> [RECORDS PROVIDED]:
———
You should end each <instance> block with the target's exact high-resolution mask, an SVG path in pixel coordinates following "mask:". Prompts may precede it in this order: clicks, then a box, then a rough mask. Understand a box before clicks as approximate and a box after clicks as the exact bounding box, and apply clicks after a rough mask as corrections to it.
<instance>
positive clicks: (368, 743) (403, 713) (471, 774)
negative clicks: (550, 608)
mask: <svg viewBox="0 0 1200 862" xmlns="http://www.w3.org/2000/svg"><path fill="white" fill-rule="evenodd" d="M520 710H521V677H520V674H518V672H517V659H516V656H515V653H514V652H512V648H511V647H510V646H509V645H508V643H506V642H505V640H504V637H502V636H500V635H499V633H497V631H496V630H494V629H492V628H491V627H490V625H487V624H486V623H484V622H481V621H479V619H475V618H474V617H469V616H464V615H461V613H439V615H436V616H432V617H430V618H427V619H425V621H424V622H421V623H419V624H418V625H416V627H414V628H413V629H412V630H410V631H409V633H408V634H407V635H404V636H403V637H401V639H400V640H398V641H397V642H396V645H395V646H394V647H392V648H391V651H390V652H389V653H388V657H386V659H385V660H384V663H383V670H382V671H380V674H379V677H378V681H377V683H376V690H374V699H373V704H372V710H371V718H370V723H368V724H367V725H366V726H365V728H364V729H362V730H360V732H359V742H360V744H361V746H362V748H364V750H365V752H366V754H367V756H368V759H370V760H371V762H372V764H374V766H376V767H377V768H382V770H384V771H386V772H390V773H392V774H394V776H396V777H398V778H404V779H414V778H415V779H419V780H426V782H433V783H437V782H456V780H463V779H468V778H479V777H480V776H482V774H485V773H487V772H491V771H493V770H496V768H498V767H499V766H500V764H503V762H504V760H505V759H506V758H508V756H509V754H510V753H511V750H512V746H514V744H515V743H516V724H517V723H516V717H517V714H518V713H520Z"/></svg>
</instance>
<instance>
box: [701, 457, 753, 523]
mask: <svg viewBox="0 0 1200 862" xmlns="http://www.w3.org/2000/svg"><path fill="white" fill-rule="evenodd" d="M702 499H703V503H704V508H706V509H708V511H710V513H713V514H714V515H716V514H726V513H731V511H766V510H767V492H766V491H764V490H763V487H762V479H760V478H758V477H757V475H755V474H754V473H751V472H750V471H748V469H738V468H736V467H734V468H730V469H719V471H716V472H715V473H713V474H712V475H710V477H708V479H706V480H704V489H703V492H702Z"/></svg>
———
> [WORK REQUIRED]: Return all of the rows above word for word, changing nothing.

> [REPLY TO THE TASK]:
You should end each <instance> block with the target's exact high-resolution mask, an SVG path in pixel coordinates following "mask:". Prompts may precede it in this order: clicks, then a box, then a rough mask. Understand a box before clicks as approximate and a box after clicks as the exact bounding box, and apply clicks after a rough mask as corrections to it.
<instance>
positive clicks: (368, 743) (403, 713) (471, 774)
negative clicks: (550, 608)
mask: <svg viewBox="0 0 1200 862" xmlns="http://www.w3.org/2000/svg"><path fill="white" fill-rule="evenodd" d="M520 710H521V677H520V674H518V672H517V659H516V656H515V653H514V652H512V648H511V647H510V646H509V645H508V643H506V642H505V640H504V637H502V636H500V635H499V633H497V631H496V630H494V629H492V628H491V627H490V625H487V624H486V623H484V622H481V621H479V619H475V618H474V617H469V616H464V615H461V613H439V615H436V616H432V617H430V618H427V619H425V621H424V622H421V623H419V624H418V625H416V627H414V628H413V629H412V630H410V631H409V633H408V634H407V635H404V636H403V637H401V639H400V640H398V641H397V642H396V645H395V646H394V647H392V648H391V651H390V652H389V653H388V657H386V659H385V660H384V663H383V670H382V671H380V674H379V677H378V681H377V683H376V690H374V699H373V704H372V710H371V718H370V723H368V724H367V725H366V726H365V728H364V729H362V730H360V732H359V742H360V744H361V746H362V748H364V750H365V752H366V754H367V756H368V759H370V760H371V762H372V764H374V766H376V767H377V768H382V770H384V771H386V772H390V773H392V774H394V776H396V777H398V778H404V779H414V778H415V779H419V780H426V782H433V783H437V782H456V780H463V779H468V778H479V777H480V776H482V774H485V773H487V772H491V771H493V770H496V768H498V767H499V766H500V764H503V762H504V760H505V759H506V758H508V756H509V754H510V753H511V750H512V746H514V744H515V743H516V724H517V723H516V717H517V714H518V713H520Z"/></svg>
</instance>
<instance>
box: [701, 457, 753, 523]
mask: <svg viewBox="0 0 1200 862" xmlns="http://www.w3.org/2000/svg"><path fill="white" fill-rule="evenodd" d="M702 499H703V503H704V508H706V509H708V511H710V513H713V514H714V515H716V514H726V513H731V511H766V510H767V492H766V491H764V490H763V487H762V479H760V478H758V477H757V475H755V474H754V473H751V472H750V471H748V469H738V468H736V467H734V468H730V469H719V471H716V472H715V473H713V474H712V475H710V477H708V479H706V480H704V489H703V492H702Z"/></svg>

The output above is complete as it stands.